- _SOURCE TEXT_

As Honduran gangs grew ever more well-armed and difficult to police, they gave young men like Hernández an impossible decision: join up, or be marked for death. In a single month, one gang in San Pedro Sula tortured and murdered as many as eight minors who refused to enlist. Across the small country, according to official counts, nearly 50,000 people were murdered between 2008 and 2015. In several of those years, civilian homicides reached a rate of 80 per 100,000 residents — a higher rate than recorded at the height of the Iraqi insurgency. Eighty percent of Honduran homicide victims were shot.
“With all the violence” Hernández says, “I didn’t have a choice” but to flee north to the United States. “I call it a forced migration.”
He made one unsuccessful attempt to get to the United States in 2005, then journeyed north a second time the next year, hopping a Mexican freight train line known to migrants as La Bestia (The Beast) for the tendency of riders to be maimed or killed while riding it. Clinging to the train in the northern Mexican state of Chihuahua, Hernández fainted and fell. The train severed a leg, an arm, and half of one of his hands as it rolled on without him. He was hospitalized for more than a year in Mexico before being deported back to his home country.

- _DATA EXTRACT_
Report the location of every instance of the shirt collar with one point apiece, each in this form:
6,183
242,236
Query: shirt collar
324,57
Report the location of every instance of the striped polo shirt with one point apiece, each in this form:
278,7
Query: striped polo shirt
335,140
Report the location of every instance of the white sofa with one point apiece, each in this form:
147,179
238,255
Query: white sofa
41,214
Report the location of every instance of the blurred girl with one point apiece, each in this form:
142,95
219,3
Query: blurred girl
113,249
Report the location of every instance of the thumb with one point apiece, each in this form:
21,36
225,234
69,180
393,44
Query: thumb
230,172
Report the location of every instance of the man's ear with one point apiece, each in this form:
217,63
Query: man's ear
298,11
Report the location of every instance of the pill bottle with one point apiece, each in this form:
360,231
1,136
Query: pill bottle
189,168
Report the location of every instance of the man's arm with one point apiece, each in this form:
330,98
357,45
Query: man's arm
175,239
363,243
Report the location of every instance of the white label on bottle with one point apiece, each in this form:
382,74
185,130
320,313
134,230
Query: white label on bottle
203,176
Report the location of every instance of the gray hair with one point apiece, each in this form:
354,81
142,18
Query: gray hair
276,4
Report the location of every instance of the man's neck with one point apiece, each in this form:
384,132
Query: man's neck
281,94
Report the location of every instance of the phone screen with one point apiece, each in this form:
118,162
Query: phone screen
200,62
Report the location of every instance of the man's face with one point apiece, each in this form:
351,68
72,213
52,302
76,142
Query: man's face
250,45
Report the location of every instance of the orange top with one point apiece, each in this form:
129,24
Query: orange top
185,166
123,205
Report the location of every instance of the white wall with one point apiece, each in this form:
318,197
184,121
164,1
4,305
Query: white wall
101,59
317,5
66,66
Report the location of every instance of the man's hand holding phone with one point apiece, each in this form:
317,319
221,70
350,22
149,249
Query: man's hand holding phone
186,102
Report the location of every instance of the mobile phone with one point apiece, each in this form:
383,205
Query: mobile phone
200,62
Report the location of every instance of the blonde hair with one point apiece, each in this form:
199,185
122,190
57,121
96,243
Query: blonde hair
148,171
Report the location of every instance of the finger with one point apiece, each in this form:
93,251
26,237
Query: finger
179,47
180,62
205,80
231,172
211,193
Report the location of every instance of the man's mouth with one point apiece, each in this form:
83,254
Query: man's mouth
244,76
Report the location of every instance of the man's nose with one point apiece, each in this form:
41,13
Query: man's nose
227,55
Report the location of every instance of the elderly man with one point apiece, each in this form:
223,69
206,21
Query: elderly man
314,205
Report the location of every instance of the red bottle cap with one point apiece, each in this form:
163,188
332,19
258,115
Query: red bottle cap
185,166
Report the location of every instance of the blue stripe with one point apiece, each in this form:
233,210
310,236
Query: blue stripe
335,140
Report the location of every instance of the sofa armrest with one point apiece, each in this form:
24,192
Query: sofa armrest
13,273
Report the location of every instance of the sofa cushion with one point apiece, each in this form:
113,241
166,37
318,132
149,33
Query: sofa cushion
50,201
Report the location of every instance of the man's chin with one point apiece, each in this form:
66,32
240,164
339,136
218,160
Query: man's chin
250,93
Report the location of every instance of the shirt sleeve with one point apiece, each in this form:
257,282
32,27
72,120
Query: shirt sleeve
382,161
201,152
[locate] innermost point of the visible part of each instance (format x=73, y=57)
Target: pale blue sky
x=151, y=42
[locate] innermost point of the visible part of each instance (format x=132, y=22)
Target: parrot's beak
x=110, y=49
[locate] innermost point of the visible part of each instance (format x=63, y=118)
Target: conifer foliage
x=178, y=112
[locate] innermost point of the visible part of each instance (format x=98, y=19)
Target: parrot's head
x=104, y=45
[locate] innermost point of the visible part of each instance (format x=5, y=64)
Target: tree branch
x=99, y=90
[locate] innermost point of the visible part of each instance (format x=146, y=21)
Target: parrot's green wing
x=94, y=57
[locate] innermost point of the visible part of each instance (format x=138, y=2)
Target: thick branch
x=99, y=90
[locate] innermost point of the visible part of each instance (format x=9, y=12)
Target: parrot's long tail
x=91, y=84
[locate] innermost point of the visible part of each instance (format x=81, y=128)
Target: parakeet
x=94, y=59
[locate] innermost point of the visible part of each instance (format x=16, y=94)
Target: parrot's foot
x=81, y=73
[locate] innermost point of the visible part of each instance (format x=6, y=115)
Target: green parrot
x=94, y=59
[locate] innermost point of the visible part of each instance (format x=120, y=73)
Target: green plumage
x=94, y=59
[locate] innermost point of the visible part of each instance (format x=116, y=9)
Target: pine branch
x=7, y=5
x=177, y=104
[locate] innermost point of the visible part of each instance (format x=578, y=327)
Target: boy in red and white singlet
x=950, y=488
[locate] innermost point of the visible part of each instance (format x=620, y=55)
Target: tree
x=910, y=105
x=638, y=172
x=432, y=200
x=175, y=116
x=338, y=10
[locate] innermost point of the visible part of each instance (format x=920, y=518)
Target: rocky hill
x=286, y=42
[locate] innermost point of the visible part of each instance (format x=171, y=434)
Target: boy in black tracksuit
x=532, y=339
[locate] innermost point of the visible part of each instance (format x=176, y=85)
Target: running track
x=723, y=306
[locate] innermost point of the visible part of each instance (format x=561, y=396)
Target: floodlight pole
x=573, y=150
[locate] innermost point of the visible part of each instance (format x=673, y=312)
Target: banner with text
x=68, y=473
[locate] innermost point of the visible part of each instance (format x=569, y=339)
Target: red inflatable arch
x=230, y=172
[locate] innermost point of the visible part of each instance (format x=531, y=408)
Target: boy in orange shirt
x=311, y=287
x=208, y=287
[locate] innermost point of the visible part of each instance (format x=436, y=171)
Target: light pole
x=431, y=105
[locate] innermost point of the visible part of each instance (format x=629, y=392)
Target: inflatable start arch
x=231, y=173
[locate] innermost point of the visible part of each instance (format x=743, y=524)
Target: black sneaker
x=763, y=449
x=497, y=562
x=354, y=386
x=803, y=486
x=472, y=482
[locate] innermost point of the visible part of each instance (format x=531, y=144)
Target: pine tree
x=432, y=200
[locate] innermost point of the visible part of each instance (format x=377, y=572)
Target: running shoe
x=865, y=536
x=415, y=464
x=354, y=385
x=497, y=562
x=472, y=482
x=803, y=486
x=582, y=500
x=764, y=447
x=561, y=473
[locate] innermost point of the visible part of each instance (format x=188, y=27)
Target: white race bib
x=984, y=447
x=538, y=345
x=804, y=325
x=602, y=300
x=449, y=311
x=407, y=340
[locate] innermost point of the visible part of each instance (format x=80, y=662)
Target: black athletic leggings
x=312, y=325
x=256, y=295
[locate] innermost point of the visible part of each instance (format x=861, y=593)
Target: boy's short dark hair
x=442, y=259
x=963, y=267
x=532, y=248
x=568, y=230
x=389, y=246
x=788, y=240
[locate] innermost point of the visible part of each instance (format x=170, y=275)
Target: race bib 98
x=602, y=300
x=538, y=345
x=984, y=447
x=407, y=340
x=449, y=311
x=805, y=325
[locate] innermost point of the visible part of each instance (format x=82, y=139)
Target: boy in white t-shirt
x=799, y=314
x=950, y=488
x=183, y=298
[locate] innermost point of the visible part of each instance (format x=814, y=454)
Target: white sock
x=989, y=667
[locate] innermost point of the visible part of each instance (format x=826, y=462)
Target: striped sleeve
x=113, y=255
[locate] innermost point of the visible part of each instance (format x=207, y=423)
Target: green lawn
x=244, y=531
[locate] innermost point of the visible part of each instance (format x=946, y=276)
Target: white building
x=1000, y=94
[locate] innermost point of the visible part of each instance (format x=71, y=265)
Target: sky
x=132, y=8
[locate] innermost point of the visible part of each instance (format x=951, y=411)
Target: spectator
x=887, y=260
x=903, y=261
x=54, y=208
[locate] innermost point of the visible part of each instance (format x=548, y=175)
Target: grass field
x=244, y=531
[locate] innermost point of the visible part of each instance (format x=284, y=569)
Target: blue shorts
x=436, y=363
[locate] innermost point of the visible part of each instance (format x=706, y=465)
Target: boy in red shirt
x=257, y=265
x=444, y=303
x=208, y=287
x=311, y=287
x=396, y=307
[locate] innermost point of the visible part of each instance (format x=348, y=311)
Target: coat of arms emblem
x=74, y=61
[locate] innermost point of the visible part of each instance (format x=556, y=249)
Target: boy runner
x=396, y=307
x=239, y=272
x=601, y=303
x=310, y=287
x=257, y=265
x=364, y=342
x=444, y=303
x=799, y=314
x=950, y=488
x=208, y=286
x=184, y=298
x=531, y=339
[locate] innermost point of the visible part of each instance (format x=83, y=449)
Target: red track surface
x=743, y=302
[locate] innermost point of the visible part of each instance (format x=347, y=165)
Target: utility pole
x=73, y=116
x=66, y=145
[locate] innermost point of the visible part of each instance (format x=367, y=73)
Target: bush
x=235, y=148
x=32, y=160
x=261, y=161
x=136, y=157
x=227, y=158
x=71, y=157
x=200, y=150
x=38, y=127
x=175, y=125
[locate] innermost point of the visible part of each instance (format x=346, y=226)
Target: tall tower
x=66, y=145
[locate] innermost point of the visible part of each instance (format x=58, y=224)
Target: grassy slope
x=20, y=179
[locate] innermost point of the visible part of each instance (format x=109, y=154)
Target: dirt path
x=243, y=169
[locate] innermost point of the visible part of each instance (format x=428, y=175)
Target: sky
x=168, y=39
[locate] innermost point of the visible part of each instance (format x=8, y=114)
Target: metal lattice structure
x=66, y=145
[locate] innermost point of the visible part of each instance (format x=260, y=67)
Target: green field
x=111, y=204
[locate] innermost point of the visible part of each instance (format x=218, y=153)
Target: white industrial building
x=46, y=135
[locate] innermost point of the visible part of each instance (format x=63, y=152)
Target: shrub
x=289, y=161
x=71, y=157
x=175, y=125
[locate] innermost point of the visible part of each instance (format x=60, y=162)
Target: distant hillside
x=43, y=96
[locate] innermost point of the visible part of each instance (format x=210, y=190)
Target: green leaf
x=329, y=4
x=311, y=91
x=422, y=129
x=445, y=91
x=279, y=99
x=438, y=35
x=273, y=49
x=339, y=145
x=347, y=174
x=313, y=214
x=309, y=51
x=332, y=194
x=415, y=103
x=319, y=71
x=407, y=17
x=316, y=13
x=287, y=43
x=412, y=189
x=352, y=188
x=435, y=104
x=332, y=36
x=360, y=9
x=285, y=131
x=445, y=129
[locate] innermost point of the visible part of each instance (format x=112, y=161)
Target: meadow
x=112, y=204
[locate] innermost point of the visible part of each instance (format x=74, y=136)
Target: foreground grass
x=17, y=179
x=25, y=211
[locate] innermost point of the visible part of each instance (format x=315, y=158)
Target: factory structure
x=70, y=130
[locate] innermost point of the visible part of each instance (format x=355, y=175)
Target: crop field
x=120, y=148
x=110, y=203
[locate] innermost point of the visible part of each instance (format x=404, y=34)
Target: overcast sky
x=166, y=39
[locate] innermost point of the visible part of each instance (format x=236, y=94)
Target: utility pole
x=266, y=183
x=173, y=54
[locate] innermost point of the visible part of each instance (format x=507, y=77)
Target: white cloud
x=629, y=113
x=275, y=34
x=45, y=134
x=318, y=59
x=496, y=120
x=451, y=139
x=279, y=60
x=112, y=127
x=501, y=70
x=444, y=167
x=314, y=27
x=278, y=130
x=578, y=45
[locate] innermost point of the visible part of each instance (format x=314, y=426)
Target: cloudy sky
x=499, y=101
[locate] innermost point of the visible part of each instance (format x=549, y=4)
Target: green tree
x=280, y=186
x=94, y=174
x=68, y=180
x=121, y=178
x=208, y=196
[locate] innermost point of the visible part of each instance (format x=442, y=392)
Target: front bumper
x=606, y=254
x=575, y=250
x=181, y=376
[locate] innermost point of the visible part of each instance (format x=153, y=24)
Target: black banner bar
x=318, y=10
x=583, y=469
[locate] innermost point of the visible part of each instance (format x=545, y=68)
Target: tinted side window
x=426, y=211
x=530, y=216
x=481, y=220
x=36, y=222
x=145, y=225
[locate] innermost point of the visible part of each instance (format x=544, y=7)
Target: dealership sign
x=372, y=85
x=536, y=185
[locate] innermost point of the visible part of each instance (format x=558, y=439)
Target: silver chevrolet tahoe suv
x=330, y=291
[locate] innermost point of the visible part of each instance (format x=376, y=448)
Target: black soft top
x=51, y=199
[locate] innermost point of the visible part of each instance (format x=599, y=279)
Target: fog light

- _ACTIVITIES_
a) Retype the passage on Honduran gang violence, beginning at the words "He made one" and stopping after the words "his home country.".
b) Continue the passage on Honduran gang violence from the point where it ends.
The entries have no connection to the passage on Honduran gang violence.

- _ANSWERS BELOW_
a)
He made one unsuccessful attempt to get to the United States in 2005, then journeyed north a second time the next year, hopping a Mexican freight train line known to migrants as La Bestia (The Beast) for the tendency of riders to be maimed or killed while riding it. Clinging to the train in the northern Mexican state of Chihuahua, Hernández fainted and fell. The train severed a leg, an arm, and half of one of his hands as it rolled on without him. He was hospitalized for more than a year in Mexico before being deported back to his home country.

b)
Hernández again braved the trip to the United States in 2015, as part of a larger group of disabled Hondurans calling themselves themselves the Caravan of the Mutilated. This time, they reached the border crossing at Eagle Pass, Texas, where they sought and received asylum.
“We had nothing to lose,” Hernandez says of his reason for undertaking the arduous passage, “and a lot of hope to achieve something” by escaping Honduras.
Federal immigration statistics show that Hernández and his caravan are part of a tidal wave of Central Americans driven north by violence in their home countries. The flow became a humanitarian and political crisis in 2014, when the Department of Homeland Security apprehended nearly 480,000 people at the southern border, including tens of thousands of unaccompanied minors. In 2016, another 400,000 people were captured by the Border Patrol in southwestern states.
Dramatically reducing immigration to the United States is a pillar of President Donald Trump’s agenda. He announced his candidacy with warnings about undocumented Latino migrants bringing drugs, violence, and rape. He has secured $341 million in federal spending for the first phase of a promised 20-foot-high wall to keep them out, and requested $1.6 billion more to extend the barrier. Arrests of undocumented immigrants, the majority of whom lack records of other criminal offenses, are up 38 percent during the first three months of the Trump administration, a crackdown designed to deter would-be migrants from entering the country. Recent reports say the Border Patrol is refusing to admit asylum seekers like Hernández, in violation of international law.
But experts say Trump’s tactics could amount to a finger plugged into the dike, halting people at the border without addressing the reasons why they flee to America.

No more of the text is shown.